### Records shown
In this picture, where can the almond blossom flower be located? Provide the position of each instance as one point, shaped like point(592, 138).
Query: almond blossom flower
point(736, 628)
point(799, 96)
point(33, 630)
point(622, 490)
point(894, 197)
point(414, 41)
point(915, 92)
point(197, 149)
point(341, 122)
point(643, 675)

### Aim of the exercise
Transcribe all the data word for word, as it appears above.

### Task result
In this picture, where can the almond blossom flower be located? Provide the position of each instance as one point, shaped like point(592, 138).
Query: almond blossom flower
point(736, 628)
point(799, 96)
point(33, 630)
point(622, 490)
point(894, 197)
point(414, 41)
point(915, 92)
point(197, 149)
point(341, 122)
point(643, 675)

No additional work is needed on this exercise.